やじうまミニレビュー

ソフト/ハード非依存で環境音が消せる1万円の会議用スピーカーフォン「eMeet Luna」

やじうまミニレビューは、1つ持っておくと便利なPC周りのグッズや、ちょっとしたガジェットなど幅広いジャンルの製品を試して紹介するコーナーです。
eMeet Luna

 6月に入ってから緊急事態宣言は解除されたものの、未だ新型コロナウイルスの脅威は消えておらず、多くの企業でテレワークを継続している状態だと思う。そこでますます増えているのが、オンライン会議の需要ではないだろうか。

 実際、Zoomといった新興ビデオ会議ソリューションが大きく発展しただけでなく、既存のSkypeやGoogle Meet、Discordといったサービスも機能強化や改善が図られており、ビジネスにおいてこうしたオンライン会議のソリューションは今後ますます進化していくと見られる。

-----

## 演習課題
#1 eMeet Luna の記事では、緊急事態宣言が解除されたのは何月に入ってからとされているか。
#2 eMeet Luna の記事を、最後の文の続きから書き進めてください。

-----

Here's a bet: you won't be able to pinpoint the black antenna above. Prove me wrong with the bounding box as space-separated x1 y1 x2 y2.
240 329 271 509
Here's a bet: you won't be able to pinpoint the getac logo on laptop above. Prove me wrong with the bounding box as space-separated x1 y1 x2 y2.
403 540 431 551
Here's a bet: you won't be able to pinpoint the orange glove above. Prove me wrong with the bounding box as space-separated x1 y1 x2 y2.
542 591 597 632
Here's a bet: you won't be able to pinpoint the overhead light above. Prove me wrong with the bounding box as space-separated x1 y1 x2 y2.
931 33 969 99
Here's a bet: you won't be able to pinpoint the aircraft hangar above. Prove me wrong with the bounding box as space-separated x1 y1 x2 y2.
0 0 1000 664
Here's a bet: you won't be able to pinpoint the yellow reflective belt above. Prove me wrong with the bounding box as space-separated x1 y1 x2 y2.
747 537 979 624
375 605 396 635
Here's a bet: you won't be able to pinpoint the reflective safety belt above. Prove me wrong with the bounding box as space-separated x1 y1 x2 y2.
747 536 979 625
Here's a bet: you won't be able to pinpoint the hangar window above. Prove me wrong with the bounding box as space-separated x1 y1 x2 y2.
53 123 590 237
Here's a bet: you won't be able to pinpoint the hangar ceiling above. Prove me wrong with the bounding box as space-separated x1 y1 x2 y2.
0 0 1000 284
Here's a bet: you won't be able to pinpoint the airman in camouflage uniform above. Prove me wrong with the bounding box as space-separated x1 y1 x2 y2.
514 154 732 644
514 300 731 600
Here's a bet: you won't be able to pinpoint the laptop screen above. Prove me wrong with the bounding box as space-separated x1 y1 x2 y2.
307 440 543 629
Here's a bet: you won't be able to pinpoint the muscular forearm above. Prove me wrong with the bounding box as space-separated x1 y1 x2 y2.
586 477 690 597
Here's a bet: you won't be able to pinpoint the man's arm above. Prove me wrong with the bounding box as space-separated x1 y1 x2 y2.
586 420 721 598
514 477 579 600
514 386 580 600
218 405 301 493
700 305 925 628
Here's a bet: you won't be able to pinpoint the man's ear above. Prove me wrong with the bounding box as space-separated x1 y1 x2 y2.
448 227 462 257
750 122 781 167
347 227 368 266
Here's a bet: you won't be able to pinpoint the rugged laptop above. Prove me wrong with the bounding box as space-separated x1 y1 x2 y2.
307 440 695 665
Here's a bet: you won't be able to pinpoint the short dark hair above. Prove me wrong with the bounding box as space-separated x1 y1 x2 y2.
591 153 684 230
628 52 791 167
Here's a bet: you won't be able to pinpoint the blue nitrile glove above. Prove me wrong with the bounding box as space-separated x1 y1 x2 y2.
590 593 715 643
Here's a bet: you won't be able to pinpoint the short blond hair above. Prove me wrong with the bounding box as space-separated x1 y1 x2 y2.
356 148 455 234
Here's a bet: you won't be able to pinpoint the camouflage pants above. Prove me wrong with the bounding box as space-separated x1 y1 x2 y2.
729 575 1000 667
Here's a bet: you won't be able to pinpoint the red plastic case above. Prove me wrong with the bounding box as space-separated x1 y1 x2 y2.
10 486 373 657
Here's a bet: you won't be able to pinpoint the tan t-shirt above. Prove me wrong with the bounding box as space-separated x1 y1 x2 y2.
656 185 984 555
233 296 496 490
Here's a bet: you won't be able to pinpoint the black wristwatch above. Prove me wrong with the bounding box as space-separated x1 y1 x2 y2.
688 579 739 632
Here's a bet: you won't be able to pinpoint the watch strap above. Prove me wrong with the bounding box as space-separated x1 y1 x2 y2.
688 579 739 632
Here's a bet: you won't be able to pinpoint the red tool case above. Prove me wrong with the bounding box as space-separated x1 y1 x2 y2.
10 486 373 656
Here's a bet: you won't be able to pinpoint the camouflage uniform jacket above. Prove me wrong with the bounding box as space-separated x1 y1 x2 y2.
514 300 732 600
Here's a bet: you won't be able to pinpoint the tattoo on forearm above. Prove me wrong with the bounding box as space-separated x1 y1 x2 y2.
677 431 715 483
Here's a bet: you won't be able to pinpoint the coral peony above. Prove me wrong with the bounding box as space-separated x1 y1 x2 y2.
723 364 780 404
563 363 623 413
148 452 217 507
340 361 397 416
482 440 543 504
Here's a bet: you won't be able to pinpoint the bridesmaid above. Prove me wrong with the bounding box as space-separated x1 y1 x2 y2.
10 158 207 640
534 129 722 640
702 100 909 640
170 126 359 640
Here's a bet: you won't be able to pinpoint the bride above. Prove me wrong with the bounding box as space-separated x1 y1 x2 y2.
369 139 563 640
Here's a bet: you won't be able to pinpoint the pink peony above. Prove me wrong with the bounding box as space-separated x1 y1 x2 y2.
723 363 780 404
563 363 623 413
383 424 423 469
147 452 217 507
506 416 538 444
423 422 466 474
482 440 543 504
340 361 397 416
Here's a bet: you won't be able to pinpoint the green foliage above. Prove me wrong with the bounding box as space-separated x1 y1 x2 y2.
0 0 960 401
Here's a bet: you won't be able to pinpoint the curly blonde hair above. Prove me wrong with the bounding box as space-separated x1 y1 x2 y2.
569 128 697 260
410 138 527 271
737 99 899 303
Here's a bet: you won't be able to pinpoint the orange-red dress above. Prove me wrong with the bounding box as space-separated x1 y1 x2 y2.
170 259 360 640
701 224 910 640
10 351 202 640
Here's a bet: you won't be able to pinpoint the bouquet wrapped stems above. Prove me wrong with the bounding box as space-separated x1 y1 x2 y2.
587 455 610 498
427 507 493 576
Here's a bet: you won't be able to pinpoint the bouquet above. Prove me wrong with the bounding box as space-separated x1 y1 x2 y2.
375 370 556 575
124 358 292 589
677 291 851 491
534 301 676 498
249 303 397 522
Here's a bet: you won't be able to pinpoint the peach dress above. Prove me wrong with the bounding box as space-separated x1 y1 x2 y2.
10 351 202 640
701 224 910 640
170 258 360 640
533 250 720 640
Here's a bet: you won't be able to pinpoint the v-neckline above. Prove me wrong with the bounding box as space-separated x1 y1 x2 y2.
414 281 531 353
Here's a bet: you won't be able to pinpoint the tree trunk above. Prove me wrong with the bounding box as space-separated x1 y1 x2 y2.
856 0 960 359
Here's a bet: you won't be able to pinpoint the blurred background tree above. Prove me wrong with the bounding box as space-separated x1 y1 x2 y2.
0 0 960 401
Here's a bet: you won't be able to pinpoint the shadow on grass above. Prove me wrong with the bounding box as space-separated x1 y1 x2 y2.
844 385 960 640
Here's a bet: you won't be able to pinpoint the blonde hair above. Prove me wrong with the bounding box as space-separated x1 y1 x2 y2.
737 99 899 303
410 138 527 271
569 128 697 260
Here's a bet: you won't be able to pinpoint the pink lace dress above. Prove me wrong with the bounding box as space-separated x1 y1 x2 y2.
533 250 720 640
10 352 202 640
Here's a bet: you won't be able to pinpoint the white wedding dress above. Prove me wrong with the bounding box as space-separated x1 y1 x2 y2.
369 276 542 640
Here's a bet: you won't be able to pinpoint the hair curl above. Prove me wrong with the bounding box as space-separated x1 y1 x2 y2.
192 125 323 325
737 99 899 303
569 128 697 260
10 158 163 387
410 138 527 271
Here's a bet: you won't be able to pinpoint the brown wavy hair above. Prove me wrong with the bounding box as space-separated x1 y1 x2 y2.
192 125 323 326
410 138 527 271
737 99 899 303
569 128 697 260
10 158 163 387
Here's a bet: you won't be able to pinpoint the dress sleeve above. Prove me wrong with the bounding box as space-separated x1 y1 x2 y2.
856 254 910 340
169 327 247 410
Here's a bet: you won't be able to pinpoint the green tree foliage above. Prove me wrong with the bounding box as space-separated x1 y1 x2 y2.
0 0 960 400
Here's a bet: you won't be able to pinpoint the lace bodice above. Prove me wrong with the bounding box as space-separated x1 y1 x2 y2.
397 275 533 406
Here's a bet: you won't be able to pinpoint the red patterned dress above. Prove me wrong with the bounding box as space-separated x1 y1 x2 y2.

-----

## 課題ごとの結果
#1 6月に入ってから。

#2
 その一方で、会議自体をより快適に行なうため、話者の声に集中できるようにし、環境ノイズを低減するソリューションも進化している。

 たとえばNVIDIAは、自身のGPUの演算能力とAIを駆使して、話者の声以外の環境ノイズを低減する「RTX Voice」といったソリューションを提供しているし、Discordも打鍵音などのノイズをAIで除去する機能を提供開始。企業向けでは、Microsoft Teamsが咀しゃく音を消す機能などを提供するといった具合だ。

 ただ、RTX Voiceは強力ではあるのだが、GPUにGeForce RTXを搭載していないPCでは実行できず、使えるユーザーは限られる。Discordは基本的にゲーマー向けプラットフォームであり、商用利用は認められていない。Teamsもそもそも企業が導入していなければどうしようもないのである。

 そこで購入検討したいのが、eMeetの会議用スピーカーフォン「Luna」だ。このスピーカーフォンはそれ自体にプロセッサが内蔵されていて、「VoiceIA」と呼ばれる独自のオーディオ処理技術によって、エアコンの音や椅子の引きずり音、キーボードの打鍵音といった周囲の騒音を抑制できる。これによって、会議中、自分の声に集中させられるわけだ。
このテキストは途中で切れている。